▶ [What you have to do]: In the passage about deprecated regex escapes, copy the part that begins with the words "For instance with" and ends after "the issue please?", swapping "warnings" for "alerts" throughout.

### Passage

For instance with 3.6.8, there are 10+ warnings like this one:
...
lib/python3.6/site-packages/nltk/featstruct.py:2092: DeprecationWarning: invalid escape sequence \d
RANGE_RE = re.compile('(-?\d+):(-?\d+)')
The regex(es) should be updated to silence these warnings.
If there is no one working on this, I would like to. Can you tell steps to duplicate the issue please?
@PabloDino Install Python 3.6.8 or later and try to import every module. The fix the regex either by using raw strings or using proper escape such that this works both on Python 2 and 3
I'm on it- been working through some exercises but not seeing any warnings. Can you post a code snippet in which the warnings manifest pl
@PabloDino :
$ python --version
Python 3.6.8
$ git clone git://github.com/nltk/nltk.git
$ pip install pytest
$ pytest -vvs nltk/ --collect-only
========================================= warnings summary =========================================
nltk/nltk/featstruct.py:1295
/home/pombreda/tmp/nl/nltk/nltk/featstruct.py:1295: DeprecationWarning: invalid escape sequence \d
name, n = re.sub("\d+$", "", var.name), 2
nltk/nltk/featstruct.py:2091
/home/pombreda/tmp/nl/nltk/nltk/featstruct.py:2091: DeprecationWarning: invalid escape sequence \d
RANGE_RE = re.compile("(-?\d+):(-?\d+)")

######
### Information provided

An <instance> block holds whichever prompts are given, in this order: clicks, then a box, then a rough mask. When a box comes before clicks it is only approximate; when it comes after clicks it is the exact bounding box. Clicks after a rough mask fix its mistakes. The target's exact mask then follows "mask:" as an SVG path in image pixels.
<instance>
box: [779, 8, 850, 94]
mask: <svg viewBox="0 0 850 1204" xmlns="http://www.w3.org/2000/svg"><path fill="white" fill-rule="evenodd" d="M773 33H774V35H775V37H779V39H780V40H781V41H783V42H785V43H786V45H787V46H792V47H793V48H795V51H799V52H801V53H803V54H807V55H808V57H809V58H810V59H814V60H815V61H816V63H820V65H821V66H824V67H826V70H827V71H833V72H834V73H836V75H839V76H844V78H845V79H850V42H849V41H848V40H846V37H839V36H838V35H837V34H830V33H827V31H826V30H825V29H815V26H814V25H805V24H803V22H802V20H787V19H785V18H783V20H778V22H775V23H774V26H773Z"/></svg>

######

▶ [Exercise result]:
For instance with 3.6.8, there are 10+ alerts like this one:
...
lib/python3.6/site-packages/nltk/featstruct.py:2092: DeprecationWarning: invalid escape sequence \d
RANGE_RE = re.compile('(-?\d+):(-?\d+)')
The regex(es) should be updated to silence these alerts.
If there is no one working on this, I would like to. Can you tell steps to duplicate the issue please?